DOCUMENT SECTION:
Biblical figure, son of Jacob and his concubine Bilhah

According to the Book of Genesis, Naphtali (/ˈnæftəlaɪ/; ) was the sixth son of Jacob, the second of his two sons born of Bilhah. He was the founder of the Israelite tribe of Naphtali.

Some biblical commentators have suggested that the name Naphtali may refer to the struggle between Rachel and Leah for the favours of Jacob. Bilhah was the handmaid of Rachel, who was infertile at the time, and had persuaded Jacob to have a child with Bilhah as a proxy for having one with herself.

==Biblical references==
Naphtali's birth is reported in Genesis 30:1-8. Leah, Jacob's first wife, has four sons by this time, while Rachel, his second but "preferred" wife, has none and fears she may be barren. She suggests that Jacob takes her handmaid Bilhah as a concubine, and through this arrangement Bilhah gives birth to Dan and then to Naphtali, enabling Rachel to identify herself as their mother through the agency of her servant. Rachel herself names both boys. "Naphtali" reflects her saying that "with mighty wrestlings I have wrestled with my sister and have prevailed".

Naphtali is listed in Deuteronomy 34:2, when God takes Moses up to Mount Nebo and shows him the extent of the land that He had promised to Abraham, Isaac, and Jacob. See article on Tribe of Simeon for a map of the twelve tribes of Israel.

According to , Naphtali had four sons: Jahzeel, Guni, Jezer, and Shillem. The name of his wife/wives are not given. He and his family migrated to Egypt, with the rest of the clan, where they remained until the Exodus.

==Other writings==
According to the Targum Pseudo-Jonathan, Naphtali was a swift runner, though this appears to have been inferred from the Blessing of Jacob, which equates Naphtali to a red deer. However, Biblical scholars believe this to be a description of the tribe of Naphtali.

=== Testament of Naphtali ===

In this apocryphal material, Naphtali gave his sons no commandment except regarding the fear of God, that they should serve Him and follow after Him, also admonished them not to join themselves unto the sons of Joseph but join the sons of Levi and Judah. He also had a vision about the division of tribes of Israel and told to them that Abraham was chosen by God for his faith. According to the apocryphal Testament of the Twelve Patriarchs, Naphtali died at age 137 and was buried in Egypt.

SUPPLIED INFORMATION:
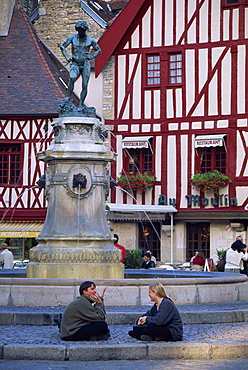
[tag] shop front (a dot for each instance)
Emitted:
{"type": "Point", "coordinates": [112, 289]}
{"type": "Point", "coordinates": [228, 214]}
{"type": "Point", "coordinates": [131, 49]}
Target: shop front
{"type": "Point", "coordinates": [20, 237]}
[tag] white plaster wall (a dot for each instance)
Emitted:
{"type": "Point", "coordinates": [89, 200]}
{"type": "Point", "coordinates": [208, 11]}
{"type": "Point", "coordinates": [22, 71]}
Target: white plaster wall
{"type": "Point", "coordinates": [222, 236]}
{"type": "Point", "coordinates": [127, 232]}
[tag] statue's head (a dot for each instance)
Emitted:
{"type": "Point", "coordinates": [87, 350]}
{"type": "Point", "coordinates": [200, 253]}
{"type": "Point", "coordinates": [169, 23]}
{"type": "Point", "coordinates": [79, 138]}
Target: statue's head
{"type": "Point", "coordinates": [81, 25]}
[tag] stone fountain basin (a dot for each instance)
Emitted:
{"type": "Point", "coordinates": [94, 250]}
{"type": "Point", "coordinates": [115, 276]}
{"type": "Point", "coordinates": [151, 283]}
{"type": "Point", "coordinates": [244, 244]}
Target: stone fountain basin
{"type": "Point", "coordinates": [197, 287]}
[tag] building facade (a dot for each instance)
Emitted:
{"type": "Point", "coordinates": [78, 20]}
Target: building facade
{"type": "Point", "coordinates": [31, 87]}
{"type": "Point", "coordinates": [180, 107]}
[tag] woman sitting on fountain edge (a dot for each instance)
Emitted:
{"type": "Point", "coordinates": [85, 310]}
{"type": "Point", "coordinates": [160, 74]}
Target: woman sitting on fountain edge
{"type": "Point", "coordinates": [162, 321]}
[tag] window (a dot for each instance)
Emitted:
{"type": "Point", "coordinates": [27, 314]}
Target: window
{"type": "Point", "coordinates": [175, 69]}
{"type": "Point", "coordinates": [10, 164]}
{"type": "Point", "coordinates": [212, 158]}
{"type": "Point", "coordinates": [149, 238]}
{"type": "Point", "coordinates": [153, 70]}
{"type": "Point", "coordinates": [228, 3]}
{"type": "Point", "coordinates": [139, 160]}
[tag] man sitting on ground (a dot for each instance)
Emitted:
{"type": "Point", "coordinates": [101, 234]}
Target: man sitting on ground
{"type": "Point", "coordinates": [148, 263]}
{"type": "Point", "coordinates": [84, 318]}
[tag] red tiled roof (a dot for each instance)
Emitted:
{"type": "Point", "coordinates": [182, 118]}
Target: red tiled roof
{"type": "Point", "coordinates": [107, 10]}
{"type": "Point", "coordinates": [29, 73]}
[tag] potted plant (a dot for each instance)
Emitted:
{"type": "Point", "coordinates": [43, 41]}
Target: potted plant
{"type": "Point", "coordinates": [212, 181]}
{"type": "Point", "coordinates": [135, 182]}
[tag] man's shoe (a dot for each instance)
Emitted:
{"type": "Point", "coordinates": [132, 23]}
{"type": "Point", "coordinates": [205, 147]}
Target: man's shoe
{"type": "Point", "coordinates": [100, 337]}
{"type": "Point", "coordinates": [149, 338]}
{"type": "Point", "coordinates": [133, 334]}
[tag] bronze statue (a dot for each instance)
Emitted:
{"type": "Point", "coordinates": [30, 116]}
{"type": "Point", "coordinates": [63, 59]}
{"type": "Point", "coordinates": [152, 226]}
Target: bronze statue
{"type": "Point", "coordinates": [81, 44]}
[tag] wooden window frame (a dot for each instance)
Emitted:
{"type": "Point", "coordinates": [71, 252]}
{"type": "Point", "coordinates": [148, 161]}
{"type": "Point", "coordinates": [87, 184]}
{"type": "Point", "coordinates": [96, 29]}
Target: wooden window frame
{"type": "Point", "coordinates": [147, 70]}
{"type": "Point", "coordinates": [142, 165]}
{"type": "Point", "coordinates": [225, 4]}
{"type": "Point", "coordinates": [170, 68]}
{"type": "Point", "coordinates": [13, 180]}
{"type": "Point", "coordinates": [216, 155]}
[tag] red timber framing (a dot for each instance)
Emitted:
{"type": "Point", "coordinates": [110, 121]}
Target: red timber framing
{"type": "Point", "coordinates": [24, 200]}
{"type": "Point", "coordinates": [211, 38]}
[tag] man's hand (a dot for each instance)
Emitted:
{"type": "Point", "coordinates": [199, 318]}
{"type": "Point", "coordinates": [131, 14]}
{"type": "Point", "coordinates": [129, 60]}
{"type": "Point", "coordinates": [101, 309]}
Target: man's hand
{"type": "Point", "coordinates": [103, 292]}
{"type": "Point", "coordinates": [95, 297]}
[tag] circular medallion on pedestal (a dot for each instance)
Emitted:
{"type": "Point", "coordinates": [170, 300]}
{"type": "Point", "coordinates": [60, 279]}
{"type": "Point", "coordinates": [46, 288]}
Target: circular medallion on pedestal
{"type": "Point", "coordinates": [79, 181]}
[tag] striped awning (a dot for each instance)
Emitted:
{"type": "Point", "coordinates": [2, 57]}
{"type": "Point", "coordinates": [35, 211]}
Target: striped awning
{"type": "Point", "coordinates": [136, 142]}
{"type": "Point", "coordinates": [202, 141]}
{"type": "Point", "coordinates": [20, 229]}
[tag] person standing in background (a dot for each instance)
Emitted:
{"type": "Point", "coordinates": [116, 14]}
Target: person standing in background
{"type": "Point", "coordinates": [6, 256]}
{"type": "Point", "coordinates": [123, 250]}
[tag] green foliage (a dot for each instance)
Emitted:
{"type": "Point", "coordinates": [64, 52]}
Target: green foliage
{"type": "Point", "coordinates": [135, 181]}
{"type": "Point", "coordinates": [210, 181]}
{"type": "Point", "coordinates": [221, 253]}
{"type": "Point", "coordinates": [133, 259]}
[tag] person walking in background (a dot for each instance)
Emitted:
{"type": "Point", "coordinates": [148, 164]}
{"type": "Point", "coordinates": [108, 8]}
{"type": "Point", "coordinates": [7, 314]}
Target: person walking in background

WHAT NEEDS TO BE DONE: Reproduce the passage of the Naphtali text between "According to , Naphtali" and "the tribe of Naphtali.", inclusive. The items have no connection to the Naphtali text.

RESPONSE AREA:
According to , Naphtali had four sons: Jahzeel, Guni, Jezer, and Shillem. The name of his wife/wives are not given. He and his family migrated to Egypt, with the rest of the clan, where they remained until the Exodus.

==Other writings==
According to the Targum Pseudo-Jonathan, Naphtali was a swift runner, though this appears to have been inferred from the Blessing of Jacob, which equates Naphtali to a red deer. However, Biblical scholars believe this to be a description of the tribe of Naphtali.